→ What is required:
Answer these questions from the thread on homotopic paths below, giving each answer on its own line:
(a) Who posted the quoted windingNumber code, and in what year?
(b) Which method does the reply call the most efficient for deciding if a point lies inside a polygon?
(c) What result does homotopicQ[path1,path2,obstacles] give for the example?

But how do I prove that there does not exist any function for Path1 and
Path2 to be homotopic? That is where I am stuck.
Any help will be appreciated.
Thanks,
Bonny.
----- Original Message -----
From: "Andrzej Kozlowski" <akoz at mimuw.edu.pl>
To: mathgroup at smc.vnet.net
Subject: [mg70875] Re: [mg70854] Re: Searching for a function
> This is a rather different prolem form the one you originally posted (or
> appeared to). Actually, it amounts to the problem that has been
> frequently discussed on this list over the years: that of deciding if a
> point lies inside a polygon or not. Your two piecewise linear paths will
> define a polygon, and the paths will be homotopic in R^2 with your set of
> points removed if and only if none of the "obstacles" lies inside this
> polygon. There are many ways to decide if a point lies inside a polygon
> or not but I think the most efficient uses winding numbers. Such a code
> has been also posted several times; so I will just quote something that
> was posted in 2000 by William Self:
>
> windingNumber[point_, vList_] := Module[
> {g, ang},
> g[t_] := Mod[t + Pi, 2Pi] - Pi;
> ang[p_, a1_, a2_] := g[ArcTan @@ (a2 - p) - ArcTan @@ (a1 - p)];
> (Plus @@ MapThread [ ang[point, #1, #2] & , {vList, RotateLeft[vList]}
> ])/2/Pi]
>
> So, making use of that, here is a function which will decide if two
> paths, described just as you have done, are homotopic in the plane with
> the obstacles removed:
>
> homotopicQ[path1_, path2_, obstacles_] := With[{poly =
> poly = Join[path1, Most[Rest[
> Reverse[path2]]]]}, And @@ (Map[windingNumber[#,
> poly] &, obstacles] /. {0 -> True, _Integer -> False})]
>
> For your example:
>
>
> path1={{0,0},{10,0},{10,10}};path2={{0,0},{0,10},{2,12},{5,20},{10,10}};
> obstacles={{5,5},{7,5},{7,10},{5,10},{12,12},{15,12},{15,20},{12,20}};
>
>
> homotopicQ[path1,path2,obstacles]
>
> False
>
>
> We can check that this is indeed correct by looking at a picture:
>
> Show[Graphics[{Red, Line[path1], Green, Line[path2], Blue, Map[
> Point[#] &, obstacles]}]]
>
>
> Andrzej Kozlowski
> Tokyo, Japan
>
>
>
>
>
> On 30 Oct 2006, at 05:38, Bonny Banerjee wrote:
>
>> Thanks Andrzej. I was trying to simplify the problem and eventually made
>> it trivial.

→ Extracted records:
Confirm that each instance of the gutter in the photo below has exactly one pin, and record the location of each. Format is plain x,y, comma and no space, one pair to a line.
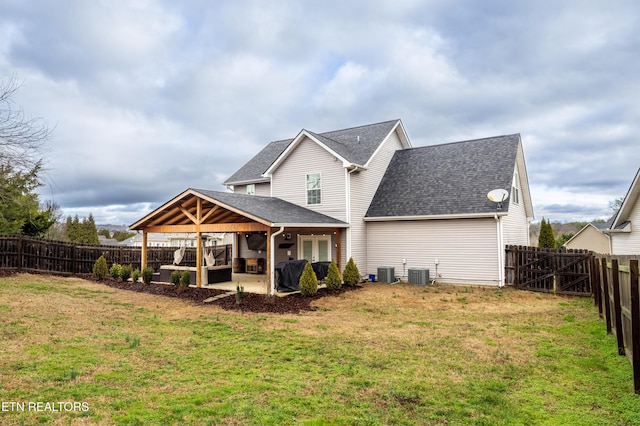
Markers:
434,217
272,255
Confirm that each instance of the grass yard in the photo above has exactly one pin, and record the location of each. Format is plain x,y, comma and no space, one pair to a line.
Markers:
385,354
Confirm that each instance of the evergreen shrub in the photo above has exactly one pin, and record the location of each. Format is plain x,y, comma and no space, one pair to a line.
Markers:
333,280
351,275
100,268
308,281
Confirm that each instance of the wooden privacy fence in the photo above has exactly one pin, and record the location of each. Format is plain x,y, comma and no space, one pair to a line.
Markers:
558,271
29,254
616,293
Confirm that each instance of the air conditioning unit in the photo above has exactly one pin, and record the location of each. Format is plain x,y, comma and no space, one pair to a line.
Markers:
418,276
386,274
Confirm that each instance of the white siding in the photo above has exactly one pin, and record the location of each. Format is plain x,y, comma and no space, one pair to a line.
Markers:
467,249
263,189
289,179
515,224
363,187
628,243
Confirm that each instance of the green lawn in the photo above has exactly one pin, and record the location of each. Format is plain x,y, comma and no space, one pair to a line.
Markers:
379,355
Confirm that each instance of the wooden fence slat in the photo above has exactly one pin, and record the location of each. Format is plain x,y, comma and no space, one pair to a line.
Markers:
617,306
607,297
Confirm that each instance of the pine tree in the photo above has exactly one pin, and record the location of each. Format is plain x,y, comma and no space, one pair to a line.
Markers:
546,238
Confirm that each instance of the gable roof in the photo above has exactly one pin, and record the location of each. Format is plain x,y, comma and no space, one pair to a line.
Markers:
448,180
354,146
621,219
230,208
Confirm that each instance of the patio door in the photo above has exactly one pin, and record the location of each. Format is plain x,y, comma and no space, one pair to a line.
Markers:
315,248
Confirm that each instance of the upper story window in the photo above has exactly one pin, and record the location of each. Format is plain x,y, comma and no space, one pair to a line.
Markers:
515,188
314,188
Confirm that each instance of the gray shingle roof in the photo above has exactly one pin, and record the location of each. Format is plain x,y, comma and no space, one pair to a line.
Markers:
356,145
271,209
448,179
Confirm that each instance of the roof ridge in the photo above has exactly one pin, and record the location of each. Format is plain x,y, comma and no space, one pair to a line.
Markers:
459,142
361,126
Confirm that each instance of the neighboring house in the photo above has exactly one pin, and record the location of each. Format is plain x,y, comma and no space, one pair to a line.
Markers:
403,207
625,228
591,237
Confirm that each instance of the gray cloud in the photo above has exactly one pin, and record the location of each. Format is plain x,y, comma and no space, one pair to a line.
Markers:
151,98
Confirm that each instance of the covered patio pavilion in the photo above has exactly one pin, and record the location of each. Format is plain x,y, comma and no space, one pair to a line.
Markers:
199,211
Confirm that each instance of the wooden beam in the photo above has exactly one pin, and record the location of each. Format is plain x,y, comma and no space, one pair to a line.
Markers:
209,213
188,214
214,227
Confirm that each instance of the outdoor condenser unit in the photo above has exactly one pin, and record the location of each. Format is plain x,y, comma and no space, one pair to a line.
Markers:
418,276
386,274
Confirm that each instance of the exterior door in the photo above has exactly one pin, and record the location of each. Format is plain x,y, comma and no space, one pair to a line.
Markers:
315,248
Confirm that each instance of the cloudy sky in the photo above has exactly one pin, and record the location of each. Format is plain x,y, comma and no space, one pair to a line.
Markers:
151,97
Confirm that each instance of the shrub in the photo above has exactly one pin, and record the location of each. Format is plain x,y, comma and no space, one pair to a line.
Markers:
100,268
125,272
351,275
239,294
334,280
308,281
175,277
115,271
147,274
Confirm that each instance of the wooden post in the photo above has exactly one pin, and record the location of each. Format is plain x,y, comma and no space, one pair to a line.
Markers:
635,324
617,305
198,243
144,252
268,262
607,297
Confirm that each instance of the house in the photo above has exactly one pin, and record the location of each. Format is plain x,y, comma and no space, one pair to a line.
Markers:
365,192
591,237
176,240
625,237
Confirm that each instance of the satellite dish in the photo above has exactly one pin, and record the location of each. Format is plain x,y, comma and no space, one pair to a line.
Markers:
498,196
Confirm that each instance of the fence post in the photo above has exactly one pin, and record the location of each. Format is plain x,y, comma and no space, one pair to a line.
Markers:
607,297
617,305
635,324
19,260
597,290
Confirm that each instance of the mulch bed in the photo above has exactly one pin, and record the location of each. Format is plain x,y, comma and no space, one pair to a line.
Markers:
259,303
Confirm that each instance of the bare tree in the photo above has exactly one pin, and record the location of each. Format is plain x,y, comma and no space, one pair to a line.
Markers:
21,139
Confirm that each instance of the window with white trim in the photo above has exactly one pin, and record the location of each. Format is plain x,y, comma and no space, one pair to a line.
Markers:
314,188
515,188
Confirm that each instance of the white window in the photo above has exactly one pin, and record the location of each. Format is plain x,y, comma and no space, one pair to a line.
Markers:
314,188
515,188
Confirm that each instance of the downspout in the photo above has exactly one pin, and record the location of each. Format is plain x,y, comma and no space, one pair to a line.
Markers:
272,255
348,216
500,252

→ Written response:
(a) William Self, in 2000.
(b) The method that uses winding numbers.
(c) False.